EXCERPT:
-- Start --

These are my "must read" programming books. They are universally applicable: you'll benefit from reading them regardless of the kind of programming you do. And the knowledge in these books will remain relevant throughout your career.
I hope you'll find a couple of good books to add to your reading list here.
June 16, 2019: I'm no longer updating this post. You'll find my most up-to-date list of must read books for programmers (with working links) on my blog.
Career
The first thing you have to figure out, if you haven't done so already, is what kind of career you want and how to get it. This book will help. Actually, it will help anyone get more satisfaction out of their career.
- So Good They Can't Ignore You - Cal Newport (Why follow your passion is bad advice and what you should do instead)
Learn how to learn
Learning new skills is hard. Change is hard. So why not learn how to make new behaviors stick and learning new things easier? These books will help.
- The Power of Habit: Why We Do What We Do in Life and Business - Charles Duhigg (Learn how habits actually work so you can make lasting changes by working with your brain instead of against it)
- The Spirit of Kaizen: Creating Lasting Excellence One Small Step at a Time: Creating Lasting Excellence One Small Step at a Time - Robert Maurer (Kaizen is the practice of making small, continuous improvements. Toyota used it to improve the quality of their cars and become the biggest car maker in the world. You can use it to improve just about anything as this book demonstrates)
- Badass: Making Users Awesome - Kathy Sierra (Most people learn inefficiently. This book shows you a better way) (YouTube summary).
Personal effectiveness
The first three books below are all slightly different takes on the same advice. No matter what your profession or education or task, effective people tend to share a similar mindset and employ similar techniques. Read the book that resonates with you the most.
- The 7 Habits of Highly Effective People: Powerful Lessons in Personal Change - Stephen Covey (a classic)
- The Effective Executive: The Definitive Guide to Getting the Right Things Done - Peter Drucker (another classic)
- Great at Work: How Top Performers Do Less, Work Better, and Achieve More - Morten Hansen (a modern take on the genre)
Checklists can be a game changer. I've got tons of them and you should too.
- The Checklist Manifesto: How to Get Things Right - Atul Gawande (Learn the power of simple checklists to improve your performance and reduce errors)
Programming effectiveness
Once you've mastered personal effectiveness, it's time to learn how to be an effective software developer.
- The Effective Engineer: How to Leverage Your Efforts In Software Engineering to Make a Disproportionate and Meaningful Impact - Edmond Lau (Gets you focused on the right things)
- The Pragmatic Programmer: From Journeyman to Master - Andrew Hunt and David Thomas (Shows beginners how to apply their craft and level up)
Writing code
I still meet programmers who haven't read these classics. What are you waiting for?
- Code Complete: A Practical Handbook of Software Construction, Second Edition - Steve McConnell (Evidence-based recommendations on software construction--MY BIBLE)
- Clean Code: A Handbook of Agile Software Craftsmanship - Robert C Martin (Every programmer in my workplace is paid to read this book. Learn the importance of readability and maintainability and the cost of owning a mess. I agree with almost all of it (except forcing people to write extremely short methods))

-- End --

A block of data:
-- Start --

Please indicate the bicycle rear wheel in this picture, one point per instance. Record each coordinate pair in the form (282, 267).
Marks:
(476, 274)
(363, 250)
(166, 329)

-- End --

REQUIRED WORK:
A - According to the programming book list, which car maker used kaizen to become the biggest car maker in the world?
B - Extend the list of must-read programming books, picking up right after its final entry.

SET OF ANSWERS:
A - Toyota.

B -
- Code Simplicity: The Fundamentals of Software - Max Kanat-Alexander (It's easy to get lost on the theory, opinions, and patterns we are urged to use when creating software. This book puts it all in perspective. It's simply 80 pages of amazing wisdom--MUST READ)
Software engineering
Despite what most people believe, software engineering does have a body of knowledge backed by research. Don't go against the research and expect your project to turn out okay--it probably won't.
- Facts and Fallacies of Software Engineering - Robert Glass (Evidence of what works and what doesn't. If you're breaking any of these rules, you better have a good reason to think the research doesn't apply to you)
- Rapid Development: Taming Wild Software Schedules - Steve McConnell (Evidence-based recommendations on project/team management--MUST READ)
- Making Software: What Really Works, and Why We Believe It - Andy Oram & Greg Wilson (I don't love this book. It's written as a bunch of essays and it's kind of long winded and disjointed. However, if you want to avoid doing something foolish, and you've read the other books in this section, give this book a try after)
Leadership
Leadership is a mindset and a set of skills, not a title or position. Anybody can be a leader. As your career progresses and you gain responsibilities, you need to sharpen your leadership skills.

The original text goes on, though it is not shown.